Exercise :: Reproduce everything from the line containing "the bengals helmet" down to the end of the items, swapping "helmet" for "sideline" and leaving all else unchanged.

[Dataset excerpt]
>> begin

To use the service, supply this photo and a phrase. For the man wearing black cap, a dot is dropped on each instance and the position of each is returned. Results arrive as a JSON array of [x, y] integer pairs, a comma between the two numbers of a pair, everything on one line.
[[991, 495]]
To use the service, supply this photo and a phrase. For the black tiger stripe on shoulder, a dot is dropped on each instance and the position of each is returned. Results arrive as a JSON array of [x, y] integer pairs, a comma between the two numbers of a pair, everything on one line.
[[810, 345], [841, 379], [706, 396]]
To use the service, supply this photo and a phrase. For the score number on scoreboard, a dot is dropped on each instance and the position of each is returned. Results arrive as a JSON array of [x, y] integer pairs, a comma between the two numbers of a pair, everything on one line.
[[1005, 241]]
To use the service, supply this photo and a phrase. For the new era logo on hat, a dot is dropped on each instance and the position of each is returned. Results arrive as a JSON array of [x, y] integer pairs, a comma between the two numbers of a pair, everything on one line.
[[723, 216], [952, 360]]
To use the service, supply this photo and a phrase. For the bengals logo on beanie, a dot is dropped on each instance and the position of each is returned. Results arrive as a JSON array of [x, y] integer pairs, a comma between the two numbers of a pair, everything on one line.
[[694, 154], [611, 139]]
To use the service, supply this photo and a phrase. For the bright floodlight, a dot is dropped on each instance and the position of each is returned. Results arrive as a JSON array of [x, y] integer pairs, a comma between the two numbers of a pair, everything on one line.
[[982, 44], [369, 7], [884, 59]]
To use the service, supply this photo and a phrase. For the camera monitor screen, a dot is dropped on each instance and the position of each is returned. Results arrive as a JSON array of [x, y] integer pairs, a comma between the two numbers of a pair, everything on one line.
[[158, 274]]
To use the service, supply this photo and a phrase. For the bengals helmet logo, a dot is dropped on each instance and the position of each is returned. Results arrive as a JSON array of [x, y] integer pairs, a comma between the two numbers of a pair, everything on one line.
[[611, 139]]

>> end

Finished exercise ::
To use the service, supply this photo and a phrase. For the bengals sideline logo, a dot is dropped on each instance and the position of each is returned. Results arrive as a JSON array of [x, y] integer pairs, a comma between the two numbers of a pair, everything on one line.
[[611, 139]]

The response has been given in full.